* Saved entries:
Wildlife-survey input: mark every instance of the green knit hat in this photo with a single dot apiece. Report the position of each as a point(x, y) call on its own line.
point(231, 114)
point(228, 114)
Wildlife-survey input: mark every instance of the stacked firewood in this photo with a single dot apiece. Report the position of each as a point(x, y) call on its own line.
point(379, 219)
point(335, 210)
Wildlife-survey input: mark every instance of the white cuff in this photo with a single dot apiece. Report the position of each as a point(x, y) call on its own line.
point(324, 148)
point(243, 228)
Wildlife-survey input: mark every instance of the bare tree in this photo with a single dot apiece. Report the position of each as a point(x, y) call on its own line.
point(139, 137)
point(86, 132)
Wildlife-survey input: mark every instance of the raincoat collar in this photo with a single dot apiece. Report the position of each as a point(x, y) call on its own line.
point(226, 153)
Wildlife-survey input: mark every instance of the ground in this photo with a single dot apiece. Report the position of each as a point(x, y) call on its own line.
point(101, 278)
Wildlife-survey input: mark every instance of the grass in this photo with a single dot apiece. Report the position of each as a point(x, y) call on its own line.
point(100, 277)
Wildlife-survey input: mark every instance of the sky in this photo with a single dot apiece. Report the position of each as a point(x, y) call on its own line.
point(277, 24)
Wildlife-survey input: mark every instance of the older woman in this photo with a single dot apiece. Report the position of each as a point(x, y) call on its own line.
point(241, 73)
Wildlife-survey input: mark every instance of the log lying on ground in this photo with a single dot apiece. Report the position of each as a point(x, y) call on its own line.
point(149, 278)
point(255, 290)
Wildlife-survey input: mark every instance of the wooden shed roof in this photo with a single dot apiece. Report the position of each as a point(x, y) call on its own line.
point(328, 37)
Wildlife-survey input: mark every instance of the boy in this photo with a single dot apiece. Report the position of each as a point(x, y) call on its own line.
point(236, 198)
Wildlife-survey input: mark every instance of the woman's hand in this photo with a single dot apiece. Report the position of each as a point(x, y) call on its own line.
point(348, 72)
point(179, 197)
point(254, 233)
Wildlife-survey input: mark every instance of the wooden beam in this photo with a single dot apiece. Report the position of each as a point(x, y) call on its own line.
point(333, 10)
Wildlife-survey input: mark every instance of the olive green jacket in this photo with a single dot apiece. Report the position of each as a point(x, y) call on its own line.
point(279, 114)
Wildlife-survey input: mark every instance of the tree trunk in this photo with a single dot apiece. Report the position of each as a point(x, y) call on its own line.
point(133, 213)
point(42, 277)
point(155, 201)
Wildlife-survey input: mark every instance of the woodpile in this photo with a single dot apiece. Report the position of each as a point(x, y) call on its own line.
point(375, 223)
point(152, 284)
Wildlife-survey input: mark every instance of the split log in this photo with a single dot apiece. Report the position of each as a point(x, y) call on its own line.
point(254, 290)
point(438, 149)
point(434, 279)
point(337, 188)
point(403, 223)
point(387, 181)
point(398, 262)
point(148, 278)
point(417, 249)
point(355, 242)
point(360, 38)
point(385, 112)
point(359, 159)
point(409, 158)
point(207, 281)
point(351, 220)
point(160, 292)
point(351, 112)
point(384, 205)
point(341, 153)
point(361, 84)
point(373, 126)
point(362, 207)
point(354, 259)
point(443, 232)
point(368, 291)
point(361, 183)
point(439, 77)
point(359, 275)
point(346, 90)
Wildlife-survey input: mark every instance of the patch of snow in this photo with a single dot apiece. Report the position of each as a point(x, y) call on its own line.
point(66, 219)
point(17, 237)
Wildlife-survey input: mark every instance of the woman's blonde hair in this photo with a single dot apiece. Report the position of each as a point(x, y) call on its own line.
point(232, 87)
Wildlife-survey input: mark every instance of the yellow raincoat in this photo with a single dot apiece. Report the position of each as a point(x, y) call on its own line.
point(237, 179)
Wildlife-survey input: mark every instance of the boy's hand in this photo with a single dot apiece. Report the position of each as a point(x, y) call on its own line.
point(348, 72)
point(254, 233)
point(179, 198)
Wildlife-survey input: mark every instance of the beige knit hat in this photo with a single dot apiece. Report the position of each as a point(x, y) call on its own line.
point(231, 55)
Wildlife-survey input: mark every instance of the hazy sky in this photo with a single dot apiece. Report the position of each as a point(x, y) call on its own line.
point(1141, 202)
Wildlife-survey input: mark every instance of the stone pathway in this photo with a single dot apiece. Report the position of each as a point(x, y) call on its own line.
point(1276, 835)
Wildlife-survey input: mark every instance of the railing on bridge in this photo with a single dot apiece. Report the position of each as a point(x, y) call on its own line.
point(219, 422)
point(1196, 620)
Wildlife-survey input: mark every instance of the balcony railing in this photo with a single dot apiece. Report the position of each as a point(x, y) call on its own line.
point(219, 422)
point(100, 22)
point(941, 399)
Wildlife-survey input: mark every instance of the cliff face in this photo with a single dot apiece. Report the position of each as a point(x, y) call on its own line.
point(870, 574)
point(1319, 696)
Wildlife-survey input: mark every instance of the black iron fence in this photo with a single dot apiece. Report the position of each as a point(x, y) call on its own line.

* What the task asks:
Please output all the lines above exactly as given.

* Answer for the task:
Wildlife-survey input: mark every instance of the green knit hat in this photo with a single dot apiece. Report the position of each as a point(x, y) call on its own line.
point(231, 114)
point(228, 114)
Wildlife-survey input: mark every instance of the stacked firewood in this photo with a single dot apiece. Report the position of each as a point(x, y) call on its own line.
point(379, 219)
point(335, 210)
Wildlife-survey input: mark every instance of the white cuff in this photo with a single dot apiece. Report the position of each as a point(x, y) call on its own line.
point(324, 148)
point(243, 228)
Wildlife-survey input: mark every instance of the bare tree in this photo with a single dot apiece. Report the position of each as a point(x, y) call on its own line.
point(139, 137)
point(86, 132)
Wildlife-survey input: mark every instance of the raincoat collar in this photo with a single dot apiece. Report the position of each as a point(x, y) call on its own line.
point(226, 153)
Wildlife-survey input: mark every instance of the ground in this photo with a single dot apiece. Report the position of each as a point(x, y) call on its own line.
point(101, 278)
Wildlife-survey input: mark every instance of the grass in this photo with a single dot apiece. Report the position of each as a point(x, y) call on its own line.
point(100, 277)
Wildlife-survey input: mark every instance of the sky in this photo with a single dot apiece. Report the position of each as a point(x, y) call on its own line.
point(277, 24)
Wildlife-survey input: mark every instance of the older woman in this photo with a single dot apiece. Report the position of each as a point(x, y) call on its own line.
point(241, 73)
Wildlife-survey input: mark every instance of the log lying on ground in this photo with a single dot apiece. Report the position of each as a point(x, y) call on its own line.
point(149, 278)
point(255, 290)
Wildlife-survey input: mark every instance of the wooden shed roof in this photo with a single dot apiece. Report the position of each as a point(x, y) call on its own line.
point(328, 37)
Wildlife-survey input: mark every instance of the boy in this photo with a single dot apiece. Report the position of each as a point(x, y) call on its own line.
point(236, 198)
Wildlife-survey input: mark every instance of the woman's hand in this photo with a single dot apiece. Report the position of each as a point(x, y) call on its own line.
point(348, 72)
point(179, 197)
point(254, 233)
Wildlife-survey input: mark every instance of the wooden beam in this photo with a single dot apiece. Report the position of each as a point(x, y) call on its own line.
point(333, 10)
Wildlife-survey input: mark every instance of the olive green jacket in this photo with a single dot apiece. Report the position of each as a point(x, y) call on its own line.
point(279, 114)
Wildlife-survey input: mark every instance of the tree trunk in this photo with a single dot apiece. Report the position of each as a point(x, y) call on its own line.
point(133, 213)
point(42, 277)
point(155, 201)
Wildlife-survey input: mark every instance of the woodpile in this photo with a single dot apiece. Report the position of each as a point(x, y) call on its own line.
point(375, 223)
point(152, 284)
Wildlife-survey input: mark every instance of the split log in this photo with a single dot apiece. Report the position of each as a point(x, y) call on its own line.
point(254, 290)
point(438, 149)
point(434, 279)
point(337, 188)
point(403, 223)
point(387, 181)
point(398, 262)
point(148, 278)
point(417, 249)
point(355, 242)
point(360, 38)
point(385, 112)
point(359, 159)
point(409, 158)
point(207, 281)
point(351, 220)
point(160, 292)
point(351, 112)
point(384, 205)
point(341, 153)
point(361, 84)
point(373, 126)
point(362, 207)
point(354, 259)
point(443, 232)
point(368, 291)
point(361, 183)
point(439, 77)
point(359, 275)
point(346, 90)
Wildlife-survey input: mark every instance of the patch of snow in this photo with a single dot apiece. Report the position of each as a point(x, y) call on its own line.
point(66, 219)
point(17, 237)
Wildlife-survey input: mark every instance of the woman's blonde hair in this photo with a single dot apiece. Report the position of each as a point(x, y) call on its own line.
point(232, 87)
Wildlife-survey input: mark every instance of the yellow raincoat in this photo with a single dot apiece. Report the position of each as a point(x, y) call on its own line.
point(237, 179)
Wildlife-survey input: mark every instance of the boy's hand in this photo with a single dot apiece. Report the position of each as a point(x, y) call on its own line.
point(348, 72)
point(254, 233)
point(179, 198)
Wildlife-survey input: mark every instance of the beige knit hat in this photo with a single dot apiece. Report the position of each as a point(x, y) call on its own line.
point(231, 55)
Wildlife-survey input: mark every instance of the hazy sky in this photo with a single dot apiece. Report the position of each as a point(x, y) call on its own line.
point(1141, 202)
Wildlife-survey input: mark every instance of the stone pathway in this photo with a single dot apiece. Report the position of each as a point(x, y) call on its own line.
point(1276, 835)
Wildlife-survey input: mark every instance of the railing on bridge in this photo with a single dot apiece. Report the position of each as a point(x, y) call on its own line.
point(219, 422)
point(1196, 620)
Wildlife-survey input: mark every instance of the balcony railing in this photo with a single dot apiece. Report the position of each as a point(x, y) call on its own line.
point(219, 422)
point(100, 22)
point(941, 399)
Wildlife-survey input: mark every instance of the cliff face in this photo with a single dot apiece. Report the position of each as a point(x, y) call on its own line.
point(870, 574)
point(1319, 696)
Wildlife-survey input: mark every instance of the black iron fence in this photo with a single dot apiece. Report the position of each as a point(x, y) call on its own line.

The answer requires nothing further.